Direction: Put the listing lines from the line with "Segment every instance of the <item>blurred" up to and including the line with "POLYGON ((249 101, 249" into a numbered list, leaving out blank lines. Include only those lines.

[start of Supplied records]

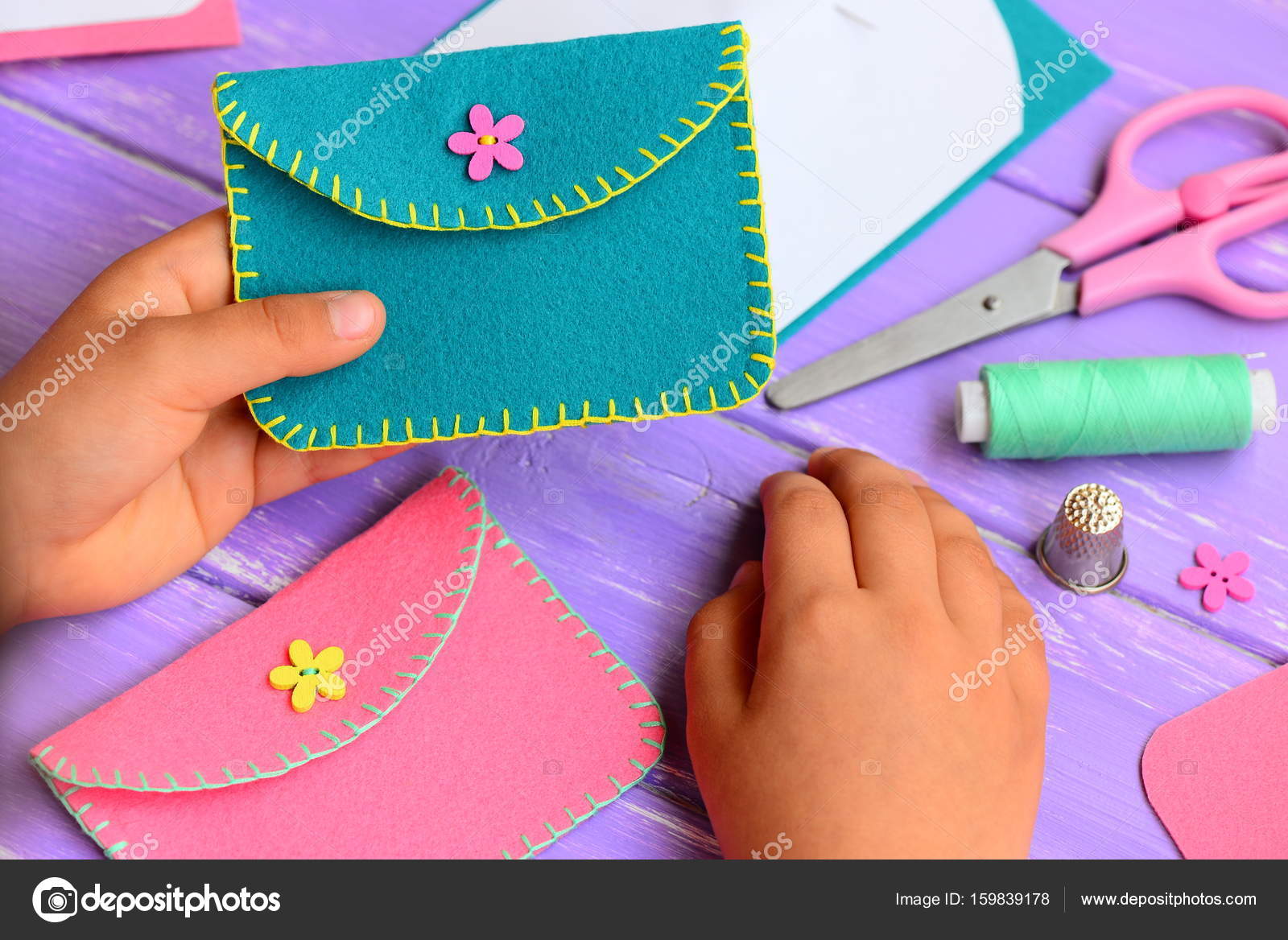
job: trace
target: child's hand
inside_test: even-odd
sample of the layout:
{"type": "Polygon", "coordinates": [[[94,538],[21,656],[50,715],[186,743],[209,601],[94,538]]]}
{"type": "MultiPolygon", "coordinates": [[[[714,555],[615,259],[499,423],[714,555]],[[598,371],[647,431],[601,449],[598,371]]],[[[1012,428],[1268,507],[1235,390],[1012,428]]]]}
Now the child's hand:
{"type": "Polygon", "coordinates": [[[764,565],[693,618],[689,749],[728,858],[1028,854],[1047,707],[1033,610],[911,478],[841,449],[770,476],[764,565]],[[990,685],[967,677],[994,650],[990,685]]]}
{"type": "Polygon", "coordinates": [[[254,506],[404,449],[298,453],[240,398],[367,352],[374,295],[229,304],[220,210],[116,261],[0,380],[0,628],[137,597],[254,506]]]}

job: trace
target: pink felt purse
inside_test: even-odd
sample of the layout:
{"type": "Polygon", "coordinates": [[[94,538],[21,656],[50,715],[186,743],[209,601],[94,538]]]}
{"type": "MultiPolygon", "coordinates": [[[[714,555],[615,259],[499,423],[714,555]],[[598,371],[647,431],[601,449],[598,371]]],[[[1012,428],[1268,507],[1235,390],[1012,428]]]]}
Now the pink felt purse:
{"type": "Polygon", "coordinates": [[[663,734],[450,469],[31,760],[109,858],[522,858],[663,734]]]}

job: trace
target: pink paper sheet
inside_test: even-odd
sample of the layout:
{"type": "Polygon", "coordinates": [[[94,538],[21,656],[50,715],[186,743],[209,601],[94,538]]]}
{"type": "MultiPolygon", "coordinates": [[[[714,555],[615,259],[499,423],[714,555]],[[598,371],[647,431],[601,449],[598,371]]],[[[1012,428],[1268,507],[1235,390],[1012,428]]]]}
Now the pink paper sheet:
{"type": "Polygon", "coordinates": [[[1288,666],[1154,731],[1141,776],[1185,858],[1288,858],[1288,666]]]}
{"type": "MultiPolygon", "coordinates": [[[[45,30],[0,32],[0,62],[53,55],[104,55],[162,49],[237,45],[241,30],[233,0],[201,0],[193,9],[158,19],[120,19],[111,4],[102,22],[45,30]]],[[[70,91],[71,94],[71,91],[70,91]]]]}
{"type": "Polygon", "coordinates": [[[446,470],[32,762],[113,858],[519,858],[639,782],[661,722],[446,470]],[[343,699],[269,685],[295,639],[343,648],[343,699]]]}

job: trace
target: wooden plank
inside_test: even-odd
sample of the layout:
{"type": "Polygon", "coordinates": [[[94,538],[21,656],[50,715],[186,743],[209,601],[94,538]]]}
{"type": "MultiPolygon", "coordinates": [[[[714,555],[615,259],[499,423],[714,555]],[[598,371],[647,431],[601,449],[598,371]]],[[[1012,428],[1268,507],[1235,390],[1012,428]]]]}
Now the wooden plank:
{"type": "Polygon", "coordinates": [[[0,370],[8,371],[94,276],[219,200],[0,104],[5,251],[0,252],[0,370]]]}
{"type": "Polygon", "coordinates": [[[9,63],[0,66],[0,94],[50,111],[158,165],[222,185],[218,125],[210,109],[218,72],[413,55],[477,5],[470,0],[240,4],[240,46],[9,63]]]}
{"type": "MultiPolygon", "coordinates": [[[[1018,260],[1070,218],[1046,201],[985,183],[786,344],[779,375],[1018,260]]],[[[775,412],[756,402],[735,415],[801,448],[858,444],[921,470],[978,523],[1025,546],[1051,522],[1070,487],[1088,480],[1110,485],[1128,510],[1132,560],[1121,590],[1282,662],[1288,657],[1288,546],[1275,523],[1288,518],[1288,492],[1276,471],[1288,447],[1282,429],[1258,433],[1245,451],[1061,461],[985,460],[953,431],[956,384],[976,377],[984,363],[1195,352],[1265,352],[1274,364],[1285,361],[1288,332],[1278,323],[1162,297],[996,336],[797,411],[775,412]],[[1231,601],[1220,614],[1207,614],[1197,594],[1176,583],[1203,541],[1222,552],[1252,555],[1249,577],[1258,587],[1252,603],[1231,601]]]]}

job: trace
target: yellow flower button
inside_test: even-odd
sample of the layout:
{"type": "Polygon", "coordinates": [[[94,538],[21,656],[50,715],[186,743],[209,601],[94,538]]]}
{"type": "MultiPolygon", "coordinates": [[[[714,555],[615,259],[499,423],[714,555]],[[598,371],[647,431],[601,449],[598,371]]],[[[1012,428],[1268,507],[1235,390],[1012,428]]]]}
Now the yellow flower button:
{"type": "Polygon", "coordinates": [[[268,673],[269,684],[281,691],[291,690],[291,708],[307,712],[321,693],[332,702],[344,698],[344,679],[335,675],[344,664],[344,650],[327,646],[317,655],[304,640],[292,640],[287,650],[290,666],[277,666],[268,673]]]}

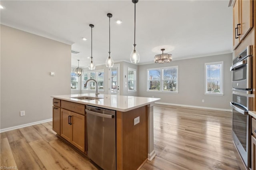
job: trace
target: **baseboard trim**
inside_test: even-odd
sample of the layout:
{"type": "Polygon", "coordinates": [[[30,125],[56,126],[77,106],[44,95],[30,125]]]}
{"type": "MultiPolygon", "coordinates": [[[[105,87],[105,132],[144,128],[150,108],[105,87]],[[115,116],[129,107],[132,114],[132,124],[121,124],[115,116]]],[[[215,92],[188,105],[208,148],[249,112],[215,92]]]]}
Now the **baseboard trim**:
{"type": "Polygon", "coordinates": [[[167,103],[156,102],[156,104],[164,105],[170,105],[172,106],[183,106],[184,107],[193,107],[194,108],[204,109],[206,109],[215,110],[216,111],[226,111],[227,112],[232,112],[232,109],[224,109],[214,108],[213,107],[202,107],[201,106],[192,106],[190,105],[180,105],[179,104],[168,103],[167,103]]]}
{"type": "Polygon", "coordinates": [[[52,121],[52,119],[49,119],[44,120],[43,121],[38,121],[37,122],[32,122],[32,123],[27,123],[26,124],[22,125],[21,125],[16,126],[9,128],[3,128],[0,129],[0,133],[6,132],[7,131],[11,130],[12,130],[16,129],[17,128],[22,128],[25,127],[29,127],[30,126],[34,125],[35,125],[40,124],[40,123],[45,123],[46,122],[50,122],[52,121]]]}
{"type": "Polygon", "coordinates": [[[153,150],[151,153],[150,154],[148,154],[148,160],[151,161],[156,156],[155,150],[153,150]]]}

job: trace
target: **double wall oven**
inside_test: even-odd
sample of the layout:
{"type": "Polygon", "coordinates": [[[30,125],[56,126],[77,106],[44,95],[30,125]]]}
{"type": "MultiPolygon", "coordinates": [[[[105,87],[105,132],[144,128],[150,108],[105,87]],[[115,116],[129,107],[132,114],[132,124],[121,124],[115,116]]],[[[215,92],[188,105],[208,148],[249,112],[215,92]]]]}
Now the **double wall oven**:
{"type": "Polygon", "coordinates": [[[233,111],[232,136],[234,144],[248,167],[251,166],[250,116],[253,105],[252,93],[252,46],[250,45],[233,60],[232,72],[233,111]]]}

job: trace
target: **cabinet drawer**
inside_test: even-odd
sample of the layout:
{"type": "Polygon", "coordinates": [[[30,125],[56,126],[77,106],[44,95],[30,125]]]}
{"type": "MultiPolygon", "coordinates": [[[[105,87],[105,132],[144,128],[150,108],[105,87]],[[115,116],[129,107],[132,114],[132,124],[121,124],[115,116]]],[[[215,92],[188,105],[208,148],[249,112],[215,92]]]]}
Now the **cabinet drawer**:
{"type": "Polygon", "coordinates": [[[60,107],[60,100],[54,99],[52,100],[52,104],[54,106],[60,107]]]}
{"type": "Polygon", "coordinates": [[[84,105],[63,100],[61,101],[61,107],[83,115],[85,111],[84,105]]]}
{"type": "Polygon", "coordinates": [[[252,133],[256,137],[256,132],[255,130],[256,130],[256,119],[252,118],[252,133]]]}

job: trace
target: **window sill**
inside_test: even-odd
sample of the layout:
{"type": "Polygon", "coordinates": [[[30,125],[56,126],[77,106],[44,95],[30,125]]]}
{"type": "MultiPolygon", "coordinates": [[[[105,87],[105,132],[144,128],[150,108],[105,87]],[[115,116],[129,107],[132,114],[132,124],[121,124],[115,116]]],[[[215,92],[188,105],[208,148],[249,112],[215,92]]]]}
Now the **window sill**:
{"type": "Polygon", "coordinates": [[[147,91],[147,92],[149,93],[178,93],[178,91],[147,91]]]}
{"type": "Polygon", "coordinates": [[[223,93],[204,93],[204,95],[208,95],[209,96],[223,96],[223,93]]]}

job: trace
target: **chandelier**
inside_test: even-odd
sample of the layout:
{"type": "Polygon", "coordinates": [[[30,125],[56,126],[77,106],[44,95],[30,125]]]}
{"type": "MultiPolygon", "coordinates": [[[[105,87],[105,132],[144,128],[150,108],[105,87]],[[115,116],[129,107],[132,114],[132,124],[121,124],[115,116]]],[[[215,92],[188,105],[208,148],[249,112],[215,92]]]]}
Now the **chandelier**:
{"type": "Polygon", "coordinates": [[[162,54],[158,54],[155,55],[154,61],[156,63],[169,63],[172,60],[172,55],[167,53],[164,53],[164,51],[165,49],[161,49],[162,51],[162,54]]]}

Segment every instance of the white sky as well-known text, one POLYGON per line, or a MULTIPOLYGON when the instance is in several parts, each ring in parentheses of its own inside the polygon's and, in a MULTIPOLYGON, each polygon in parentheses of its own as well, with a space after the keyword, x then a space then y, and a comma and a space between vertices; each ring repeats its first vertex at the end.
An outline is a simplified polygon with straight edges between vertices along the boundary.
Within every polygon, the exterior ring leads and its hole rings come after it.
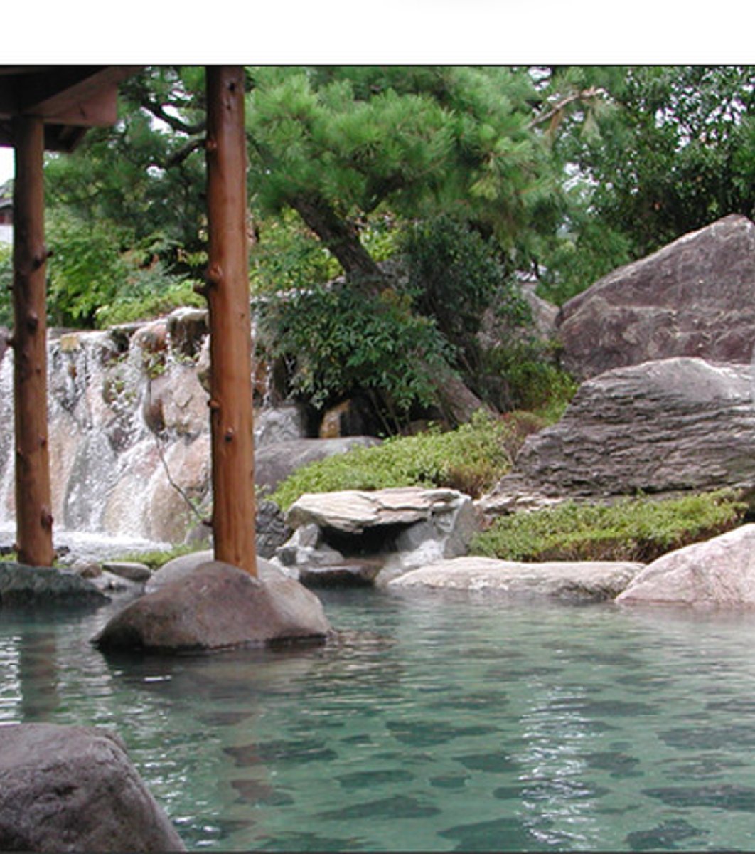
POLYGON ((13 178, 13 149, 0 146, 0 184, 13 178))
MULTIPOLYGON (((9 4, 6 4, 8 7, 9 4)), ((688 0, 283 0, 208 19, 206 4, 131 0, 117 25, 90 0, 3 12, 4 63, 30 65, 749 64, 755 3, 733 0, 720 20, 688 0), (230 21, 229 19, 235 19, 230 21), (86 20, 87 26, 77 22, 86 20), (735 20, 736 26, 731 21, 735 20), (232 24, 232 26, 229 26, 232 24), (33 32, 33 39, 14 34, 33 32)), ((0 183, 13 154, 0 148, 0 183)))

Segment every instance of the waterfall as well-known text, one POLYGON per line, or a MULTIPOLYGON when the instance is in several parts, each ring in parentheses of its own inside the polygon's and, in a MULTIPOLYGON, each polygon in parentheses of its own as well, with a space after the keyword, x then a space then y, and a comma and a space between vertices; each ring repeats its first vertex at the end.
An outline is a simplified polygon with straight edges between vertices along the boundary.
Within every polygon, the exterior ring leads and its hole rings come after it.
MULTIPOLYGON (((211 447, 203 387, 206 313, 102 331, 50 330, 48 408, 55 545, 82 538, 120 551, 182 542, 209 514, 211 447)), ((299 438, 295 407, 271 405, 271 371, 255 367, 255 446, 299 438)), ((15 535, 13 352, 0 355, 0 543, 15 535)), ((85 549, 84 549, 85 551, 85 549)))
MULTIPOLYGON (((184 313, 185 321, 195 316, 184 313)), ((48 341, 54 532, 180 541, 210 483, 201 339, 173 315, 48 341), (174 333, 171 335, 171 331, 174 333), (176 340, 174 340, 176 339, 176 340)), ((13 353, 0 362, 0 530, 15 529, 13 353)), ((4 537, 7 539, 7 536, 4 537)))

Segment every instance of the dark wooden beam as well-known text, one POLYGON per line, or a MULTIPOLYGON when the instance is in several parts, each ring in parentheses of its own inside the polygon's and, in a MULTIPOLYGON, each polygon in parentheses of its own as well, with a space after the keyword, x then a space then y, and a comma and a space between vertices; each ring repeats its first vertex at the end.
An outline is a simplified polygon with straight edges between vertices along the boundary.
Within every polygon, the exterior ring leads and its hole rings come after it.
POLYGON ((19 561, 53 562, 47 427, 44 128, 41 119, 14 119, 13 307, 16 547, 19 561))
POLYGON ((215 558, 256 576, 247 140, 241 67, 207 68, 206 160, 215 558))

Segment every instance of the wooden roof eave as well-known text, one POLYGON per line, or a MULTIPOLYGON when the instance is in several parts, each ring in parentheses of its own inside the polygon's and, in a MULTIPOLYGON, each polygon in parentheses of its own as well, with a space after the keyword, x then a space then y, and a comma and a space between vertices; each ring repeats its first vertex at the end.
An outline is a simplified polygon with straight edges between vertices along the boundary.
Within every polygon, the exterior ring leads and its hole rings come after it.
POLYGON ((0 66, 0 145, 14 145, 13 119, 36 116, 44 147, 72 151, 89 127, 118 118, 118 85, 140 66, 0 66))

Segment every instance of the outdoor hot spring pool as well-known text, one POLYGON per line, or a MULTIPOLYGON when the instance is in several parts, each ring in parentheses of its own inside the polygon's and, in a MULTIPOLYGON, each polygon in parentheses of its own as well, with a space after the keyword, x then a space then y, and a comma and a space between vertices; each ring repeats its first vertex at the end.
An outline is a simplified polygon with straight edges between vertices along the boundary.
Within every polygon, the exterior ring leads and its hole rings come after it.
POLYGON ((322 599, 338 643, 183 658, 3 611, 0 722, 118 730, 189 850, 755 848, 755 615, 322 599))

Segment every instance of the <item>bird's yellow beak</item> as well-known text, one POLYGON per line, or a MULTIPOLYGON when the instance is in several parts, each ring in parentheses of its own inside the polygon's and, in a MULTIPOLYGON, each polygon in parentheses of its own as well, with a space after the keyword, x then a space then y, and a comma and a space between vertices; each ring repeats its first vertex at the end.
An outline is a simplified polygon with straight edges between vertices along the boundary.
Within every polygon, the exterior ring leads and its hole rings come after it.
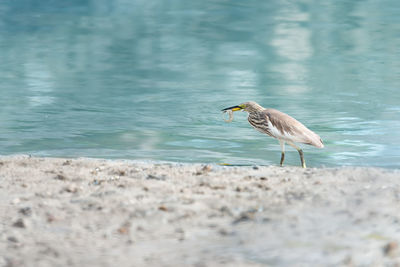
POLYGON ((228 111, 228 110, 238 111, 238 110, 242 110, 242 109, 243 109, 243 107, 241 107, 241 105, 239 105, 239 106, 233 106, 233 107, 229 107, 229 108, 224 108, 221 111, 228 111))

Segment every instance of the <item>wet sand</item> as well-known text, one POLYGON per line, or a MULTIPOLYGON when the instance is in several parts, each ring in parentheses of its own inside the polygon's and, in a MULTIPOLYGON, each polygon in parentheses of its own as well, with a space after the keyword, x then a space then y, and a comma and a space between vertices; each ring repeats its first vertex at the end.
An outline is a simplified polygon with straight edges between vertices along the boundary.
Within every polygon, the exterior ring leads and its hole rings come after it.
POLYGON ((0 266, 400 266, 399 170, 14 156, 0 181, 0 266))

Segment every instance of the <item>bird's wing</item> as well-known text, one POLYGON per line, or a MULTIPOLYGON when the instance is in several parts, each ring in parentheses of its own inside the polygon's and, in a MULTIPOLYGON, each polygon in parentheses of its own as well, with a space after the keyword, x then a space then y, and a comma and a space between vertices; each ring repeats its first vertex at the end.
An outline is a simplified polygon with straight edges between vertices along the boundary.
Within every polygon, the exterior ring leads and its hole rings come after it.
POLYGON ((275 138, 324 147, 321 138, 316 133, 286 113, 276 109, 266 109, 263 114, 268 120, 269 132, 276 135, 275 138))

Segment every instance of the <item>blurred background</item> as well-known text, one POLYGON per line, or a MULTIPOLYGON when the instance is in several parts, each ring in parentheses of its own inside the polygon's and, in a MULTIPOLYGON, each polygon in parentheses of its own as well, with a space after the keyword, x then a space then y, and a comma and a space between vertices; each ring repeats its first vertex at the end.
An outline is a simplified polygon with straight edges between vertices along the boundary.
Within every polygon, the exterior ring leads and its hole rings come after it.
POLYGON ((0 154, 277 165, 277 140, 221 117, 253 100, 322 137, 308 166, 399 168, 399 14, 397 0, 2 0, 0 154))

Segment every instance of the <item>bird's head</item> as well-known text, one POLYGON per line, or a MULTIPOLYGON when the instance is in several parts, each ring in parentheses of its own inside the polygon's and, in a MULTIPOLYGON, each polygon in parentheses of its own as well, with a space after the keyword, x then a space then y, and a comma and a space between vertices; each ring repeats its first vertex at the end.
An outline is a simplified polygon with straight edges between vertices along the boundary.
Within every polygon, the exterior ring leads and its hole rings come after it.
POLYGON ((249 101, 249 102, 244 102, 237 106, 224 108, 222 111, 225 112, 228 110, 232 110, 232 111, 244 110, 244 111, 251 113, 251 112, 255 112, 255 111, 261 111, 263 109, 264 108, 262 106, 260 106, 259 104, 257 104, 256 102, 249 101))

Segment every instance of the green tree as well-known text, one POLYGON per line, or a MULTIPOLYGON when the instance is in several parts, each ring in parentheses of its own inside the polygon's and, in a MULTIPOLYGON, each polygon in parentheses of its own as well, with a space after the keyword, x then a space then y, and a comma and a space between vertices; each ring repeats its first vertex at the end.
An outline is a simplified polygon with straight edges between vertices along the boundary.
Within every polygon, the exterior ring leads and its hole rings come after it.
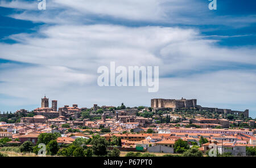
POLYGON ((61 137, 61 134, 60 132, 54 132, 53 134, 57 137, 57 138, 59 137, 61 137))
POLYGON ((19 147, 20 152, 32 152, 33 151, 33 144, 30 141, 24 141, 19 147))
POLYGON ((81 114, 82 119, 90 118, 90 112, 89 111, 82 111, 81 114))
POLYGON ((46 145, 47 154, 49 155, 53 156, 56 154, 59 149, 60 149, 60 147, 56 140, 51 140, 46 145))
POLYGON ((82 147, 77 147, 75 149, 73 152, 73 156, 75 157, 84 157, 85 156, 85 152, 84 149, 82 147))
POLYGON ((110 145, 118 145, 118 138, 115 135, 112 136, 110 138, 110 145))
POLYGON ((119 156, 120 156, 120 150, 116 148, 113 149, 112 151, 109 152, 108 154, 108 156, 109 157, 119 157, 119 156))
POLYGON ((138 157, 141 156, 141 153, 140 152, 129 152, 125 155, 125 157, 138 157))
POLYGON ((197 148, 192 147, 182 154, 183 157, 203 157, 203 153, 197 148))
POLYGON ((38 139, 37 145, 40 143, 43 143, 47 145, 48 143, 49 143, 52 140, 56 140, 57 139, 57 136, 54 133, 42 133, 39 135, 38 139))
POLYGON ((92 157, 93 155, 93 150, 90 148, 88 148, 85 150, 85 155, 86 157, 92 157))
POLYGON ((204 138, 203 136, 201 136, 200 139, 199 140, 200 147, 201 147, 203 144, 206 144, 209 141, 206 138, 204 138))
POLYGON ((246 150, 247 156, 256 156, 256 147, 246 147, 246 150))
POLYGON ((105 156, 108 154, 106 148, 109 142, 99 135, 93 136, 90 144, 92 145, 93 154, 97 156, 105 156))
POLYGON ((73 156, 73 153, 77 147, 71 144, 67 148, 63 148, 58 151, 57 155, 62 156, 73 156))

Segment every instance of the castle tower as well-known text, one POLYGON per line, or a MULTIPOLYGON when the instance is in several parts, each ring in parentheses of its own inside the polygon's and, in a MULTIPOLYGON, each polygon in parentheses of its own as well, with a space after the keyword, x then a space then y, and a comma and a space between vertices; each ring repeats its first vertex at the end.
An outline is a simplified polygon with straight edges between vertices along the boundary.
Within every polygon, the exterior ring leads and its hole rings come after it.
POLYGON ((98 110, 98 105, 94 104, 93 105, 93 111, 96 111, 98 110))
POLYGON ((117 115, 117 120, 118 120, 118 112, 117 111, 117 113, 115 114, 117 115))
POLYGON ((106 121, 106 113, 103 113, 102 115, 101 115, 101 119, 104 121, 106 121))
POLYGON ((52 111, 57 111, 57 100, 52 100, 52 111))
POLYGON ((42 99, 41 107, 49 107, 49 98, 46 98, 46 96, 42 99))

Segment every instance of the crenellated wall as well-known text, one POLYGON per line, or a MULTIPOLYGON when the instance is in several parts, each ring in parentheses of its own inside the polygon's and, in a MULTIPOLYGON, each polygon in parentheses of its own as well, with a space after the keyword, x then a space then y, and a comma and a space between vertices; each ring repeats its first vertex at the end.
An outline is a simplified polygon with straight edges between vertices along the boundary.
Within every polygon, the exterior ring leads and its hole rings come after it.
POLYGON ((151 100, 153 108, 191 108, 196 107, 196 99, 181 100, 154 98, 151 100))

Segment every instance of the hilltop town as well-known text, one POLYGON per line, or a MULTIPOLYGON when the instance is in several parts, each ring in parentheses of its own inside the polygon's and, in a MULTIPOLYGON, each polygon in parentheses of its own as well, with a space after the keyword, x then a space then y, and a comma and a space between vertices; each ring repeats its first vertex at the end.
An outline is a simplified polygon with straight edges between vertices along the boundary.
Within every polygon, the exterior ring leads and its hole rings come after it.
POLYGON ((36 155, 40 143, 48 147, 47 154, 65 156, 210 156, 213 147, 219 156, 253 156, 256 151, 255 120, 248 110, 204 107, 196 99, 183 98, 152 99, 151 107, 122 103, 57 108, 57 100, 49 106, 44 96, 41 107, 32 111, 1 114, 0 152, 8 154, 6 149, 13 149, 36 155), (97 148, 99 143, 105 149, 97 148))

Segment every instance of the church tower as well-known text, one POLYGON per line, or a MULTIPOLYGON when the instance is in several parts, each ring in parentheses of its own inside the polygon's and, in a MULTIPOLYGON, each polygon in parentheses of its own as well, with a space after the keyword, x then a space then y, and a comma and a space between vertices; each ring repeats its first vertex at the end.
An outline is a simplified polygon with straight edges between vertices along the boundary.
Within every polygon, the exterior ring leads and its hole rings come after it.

[end of Supplied records]

Exercise solution:
1. Segment every instance of the <item>blurred background</item> as well-known text, one POLYGON per line, or a MULTIPOLYGON when the instance is in several parts, each ring in parentheses of its own inside the polygon's and, in a MULTIPOLYGON, each polygon in parentheses of its own as well, with a space after the keyword, x then a space then y, and a comma and a space between vertices; each ring repeats its first vertex at the end.
2. An outline is a simplified polygon with straight edges between vertices along the boundary.
3. Within every polygon, the exterior ring leads and its hole rings come after it.
4. POLYGON ((0 154, 277 165, 277 140, 221 117, 253 100, 322 137, 308 166, 399 168, 399 14, 397 0, 2 0, 0 154))
5. Segment every instance of the <item>bird's head</item> as well-known text, one POLYGON per line, or a MULTIPOLYGON when the instance is in several parts, each ring in parentheses of its own inside the polygon's and, in a MULTIPOLYGON, each polygon in parentheses of its own as well, with a space after the keyword, x then a space then y, and a comma and a space between vertices; each ring repeats its first vertex at the end.
6. An outline is a simplified polygon with straight edges between vertices along the boundary.
7. Within every polygon, the exterior ring leads and its hole rings come after it.
8. POLYGON ((249 101, 249 102, 244 102, 237 106, 224 108, 222 111, 225 112, 228 110, 232 110, 232 111, 244 110, 244 111, 251 113, 251 112, 255 112, 255 111, 261 111, 263 109, 264 108, 262 106, 260 106, 259 104, 257 104, 256 102, 249 101))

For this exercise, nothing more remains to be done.